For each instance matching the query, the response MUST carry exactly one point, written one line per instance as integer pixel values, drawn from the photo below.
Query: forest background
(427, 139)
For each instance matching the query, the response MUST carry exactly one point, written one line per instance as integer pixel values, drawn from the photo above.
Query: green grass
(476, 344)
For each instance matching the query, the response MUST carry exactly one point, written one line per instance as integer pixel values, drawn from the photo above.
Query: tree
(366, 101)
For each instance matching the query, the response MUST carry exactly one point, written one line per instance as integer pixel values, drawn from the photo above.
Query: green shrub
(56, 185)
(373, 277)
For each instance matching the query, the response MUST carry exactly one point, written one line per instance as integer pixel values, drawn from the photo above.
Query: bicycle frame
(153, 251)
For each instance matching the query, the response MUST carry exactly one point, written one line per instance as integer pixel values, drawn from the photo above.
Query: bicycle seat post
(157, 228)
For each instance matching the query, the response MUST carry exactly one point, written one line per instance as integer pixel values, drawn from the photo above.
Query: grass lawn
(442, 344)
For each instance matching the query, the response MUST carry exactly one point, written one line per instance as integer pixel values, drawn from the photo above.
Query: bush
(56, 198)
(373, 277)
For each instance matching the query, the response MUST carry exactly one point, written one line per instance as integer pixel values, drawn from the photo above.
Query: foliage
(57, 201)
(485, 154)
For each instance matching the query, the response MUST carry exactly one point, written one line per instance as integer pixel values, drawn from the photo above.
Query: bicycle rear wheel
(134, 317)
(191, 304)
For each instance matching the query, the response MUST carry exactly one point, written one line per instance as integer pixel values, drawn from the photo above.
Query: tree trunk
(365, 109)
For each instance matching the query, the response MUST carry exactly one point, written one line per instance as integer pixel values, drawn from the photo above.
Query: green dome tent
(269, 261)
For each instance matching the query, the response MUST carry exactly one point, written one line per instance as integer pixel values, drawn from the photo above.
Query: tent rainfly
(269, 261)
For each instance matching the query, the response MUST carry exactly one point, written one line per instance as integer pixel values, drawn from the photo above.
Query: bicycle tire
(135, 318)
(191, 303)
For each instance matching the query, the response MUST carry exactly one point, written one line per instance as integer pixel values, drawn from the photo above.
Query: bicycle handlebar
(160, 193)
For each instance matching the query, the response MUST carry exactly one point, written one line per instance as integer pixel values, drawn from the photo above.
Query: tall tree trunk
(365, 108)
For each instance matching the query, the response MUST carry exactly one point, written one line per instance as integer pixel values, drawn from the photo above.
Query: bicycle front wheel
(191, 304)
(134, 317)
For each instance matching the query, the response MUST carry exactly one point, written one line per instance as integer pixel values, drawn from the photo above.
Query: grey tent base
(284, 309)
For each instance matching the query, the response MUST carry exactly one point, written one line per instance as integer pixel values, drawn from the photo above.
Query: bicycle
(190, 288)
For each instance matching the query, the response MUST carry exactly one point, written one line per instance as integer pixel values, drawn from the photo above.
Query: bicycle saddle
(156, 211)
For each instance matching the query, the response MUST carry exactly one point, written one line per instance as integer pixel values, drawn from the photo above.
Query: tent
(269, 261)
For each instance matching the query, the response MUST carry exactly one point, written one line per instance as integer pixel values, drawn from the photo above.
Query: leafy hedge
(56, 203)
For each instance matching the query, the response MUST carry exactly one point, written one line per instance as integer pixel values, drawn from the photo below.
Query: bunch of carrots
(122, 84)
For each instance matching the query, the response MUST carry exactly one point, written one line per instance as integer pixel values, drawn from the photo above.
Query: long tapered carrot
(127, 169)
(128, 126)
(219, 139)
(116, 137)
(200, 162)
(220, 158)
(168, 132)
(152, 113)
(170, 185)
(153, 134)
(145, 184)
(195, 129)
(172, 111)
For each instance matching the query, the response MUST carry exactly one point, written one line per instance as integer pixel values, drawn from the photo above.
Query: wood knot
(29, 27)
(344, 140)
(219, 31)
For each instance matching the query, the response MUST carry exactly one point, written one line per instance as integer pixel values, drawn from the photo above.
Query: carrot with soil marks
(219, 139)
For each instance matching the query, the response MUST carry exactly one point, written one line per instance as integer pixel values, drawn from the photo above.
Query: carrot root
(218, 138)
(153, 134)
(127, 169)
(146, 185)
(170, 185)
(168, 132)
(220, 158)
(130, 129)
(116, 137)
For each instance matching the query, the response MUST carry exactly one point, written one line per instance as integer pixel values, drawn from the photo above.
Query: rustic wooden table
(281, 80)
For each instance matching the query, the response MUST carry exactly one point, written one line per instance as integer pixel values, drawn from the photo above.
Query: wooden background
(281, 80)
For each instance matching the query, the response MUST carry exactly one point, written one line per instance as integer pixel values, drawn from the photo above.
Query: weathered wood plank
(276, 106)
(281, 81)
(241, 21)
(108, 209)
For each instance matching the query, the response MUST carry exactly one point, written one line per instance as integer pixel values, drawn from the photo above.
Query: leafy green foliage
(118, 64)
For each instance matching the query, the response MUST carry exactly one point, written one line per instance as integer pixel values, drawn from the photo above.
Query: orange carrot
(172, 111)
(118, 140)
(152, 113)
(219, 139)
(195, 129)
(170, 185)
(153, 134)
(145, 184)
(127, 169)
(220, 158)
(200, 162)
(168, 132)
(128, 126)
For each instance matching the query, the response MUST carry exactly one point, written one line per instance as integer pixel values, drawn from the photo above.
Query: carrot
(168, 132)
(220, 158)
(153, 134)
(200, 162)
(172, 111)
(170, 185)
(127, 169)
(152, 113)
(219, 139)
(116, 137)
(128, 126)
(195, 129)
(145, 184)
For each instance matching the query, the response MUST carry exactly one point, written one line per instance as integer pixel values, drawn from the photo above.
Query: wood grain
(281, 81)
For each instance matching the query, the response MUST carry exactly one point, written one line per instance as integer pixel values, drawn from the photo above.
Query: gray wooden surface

* * *

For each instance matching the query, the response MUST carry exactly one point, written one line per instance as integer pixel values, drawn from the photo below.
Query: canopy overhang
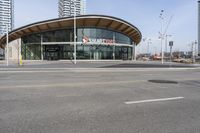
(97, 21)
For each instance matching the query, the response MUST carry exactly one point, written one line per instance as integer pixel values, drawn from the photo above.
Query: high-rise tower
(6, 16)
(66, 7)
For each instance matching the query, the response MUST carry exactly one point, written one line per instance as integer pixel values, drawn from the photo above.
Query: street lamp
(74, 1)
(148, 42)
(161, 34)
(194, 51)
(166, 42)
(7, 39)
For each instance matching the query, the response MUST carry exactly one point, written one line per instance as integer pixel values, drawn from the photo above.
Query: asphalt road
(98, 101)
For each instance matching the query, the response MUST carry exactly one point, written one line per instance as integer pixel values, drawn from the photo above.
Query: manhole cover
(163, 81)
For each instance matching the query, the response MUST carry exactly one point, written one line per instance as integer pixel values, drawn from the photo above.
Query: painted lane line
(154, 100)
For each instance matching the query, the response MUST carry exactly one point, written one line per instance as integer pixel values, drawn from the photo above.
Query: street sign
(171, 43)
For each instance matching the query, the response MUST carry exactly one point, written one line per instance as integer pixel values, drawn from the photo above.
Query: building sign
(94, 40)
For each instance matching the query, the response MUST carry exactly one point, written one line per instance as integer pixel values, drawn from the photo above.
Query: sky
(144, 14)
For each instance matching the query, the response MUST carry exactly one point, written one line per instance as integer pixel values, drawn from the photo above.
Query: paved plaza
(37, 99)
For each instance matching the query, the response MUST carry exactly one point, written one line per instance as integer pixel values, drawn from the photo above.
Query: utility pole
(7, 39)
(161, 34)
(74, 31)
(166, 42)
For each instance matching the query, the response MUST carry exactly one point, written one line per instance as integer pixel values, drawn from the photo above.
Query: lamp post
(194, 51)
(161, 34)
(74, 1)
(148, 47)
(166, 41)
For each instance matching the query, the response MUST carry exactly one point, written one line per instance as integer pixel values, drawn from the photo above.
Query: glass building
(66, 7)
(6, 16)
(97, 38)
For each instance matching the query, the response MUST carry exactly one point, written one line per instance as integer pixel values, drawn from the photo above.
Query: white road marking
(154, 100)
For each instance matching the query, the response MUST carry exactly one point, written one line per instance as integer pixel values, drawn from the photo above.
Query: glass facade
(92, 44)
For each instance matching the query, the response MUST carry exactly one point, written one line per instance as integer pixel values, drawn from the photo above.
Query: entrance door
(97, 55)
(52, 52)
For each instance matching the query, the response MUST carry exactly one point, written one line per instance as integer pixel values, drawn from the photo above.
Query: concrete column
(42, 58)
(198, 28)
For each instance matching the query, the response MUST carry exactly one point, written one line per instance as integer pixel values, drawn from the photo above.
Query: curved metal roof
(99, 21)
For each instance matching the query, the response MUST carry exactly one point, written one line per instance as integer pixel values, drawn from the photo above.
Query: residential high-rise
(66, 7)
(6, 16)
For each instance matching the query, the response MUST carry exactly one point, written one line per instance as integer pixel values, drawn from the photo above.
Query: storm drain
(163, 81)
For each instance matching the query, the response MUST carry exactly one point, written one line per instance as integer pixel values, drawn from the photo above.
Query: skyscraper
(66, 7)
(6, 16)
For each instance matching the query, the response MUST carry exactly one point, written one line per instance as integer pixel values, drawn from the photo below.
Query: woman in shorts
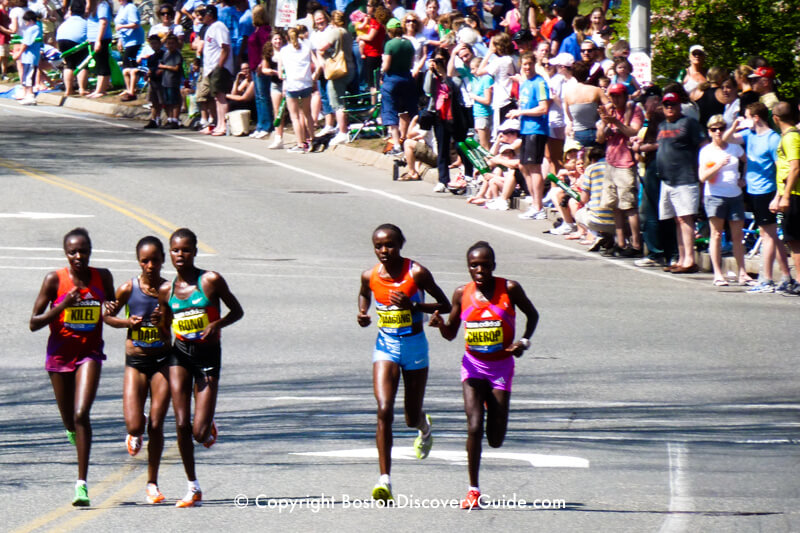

==

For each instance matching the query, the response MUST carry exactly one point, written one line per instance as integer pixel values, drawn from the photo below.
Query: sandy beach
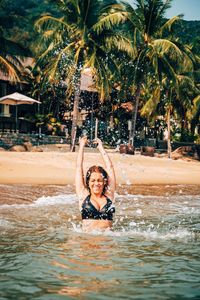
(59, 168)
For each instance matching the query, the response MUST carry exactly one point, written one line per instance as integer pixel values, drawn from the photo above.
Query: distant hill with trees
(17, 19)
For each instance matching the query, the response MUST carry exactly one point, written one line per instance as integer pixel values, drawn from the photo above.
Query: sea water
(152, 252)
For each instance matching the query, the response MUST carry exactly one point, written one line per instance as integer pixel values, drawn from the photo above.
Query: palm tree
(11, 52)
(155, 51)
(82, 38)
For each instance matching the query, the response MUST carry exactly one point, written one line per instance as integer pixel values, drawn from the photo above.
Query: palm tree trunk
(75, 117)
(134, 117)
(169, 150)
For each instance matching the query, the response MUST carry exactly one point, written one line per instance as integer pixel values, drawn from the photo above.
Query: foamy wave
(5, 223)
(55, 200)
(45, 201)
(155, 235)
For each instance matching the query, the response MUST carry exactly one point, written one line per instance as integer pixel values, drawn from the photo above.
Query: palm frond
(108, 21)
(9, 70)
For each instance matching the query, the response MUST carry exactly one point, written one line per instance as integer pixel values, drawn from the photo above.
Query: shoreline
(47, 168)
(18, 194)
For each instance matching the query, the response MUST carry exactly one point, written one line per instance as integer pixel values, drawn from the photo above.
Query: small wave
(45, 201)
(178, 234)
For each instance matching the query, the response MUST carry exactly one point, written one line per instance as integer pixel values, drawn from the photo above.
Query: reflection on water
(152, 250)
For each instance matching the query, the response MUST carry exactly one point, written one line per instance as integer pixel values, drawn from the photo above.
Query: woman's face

__WHAT TO PRODUCE__. Read the entries above and find each line holding the word "woman". Copy it out.

__OUTPUT FOR THIS TASK__.
Query: woman in shorts
Query: woman's face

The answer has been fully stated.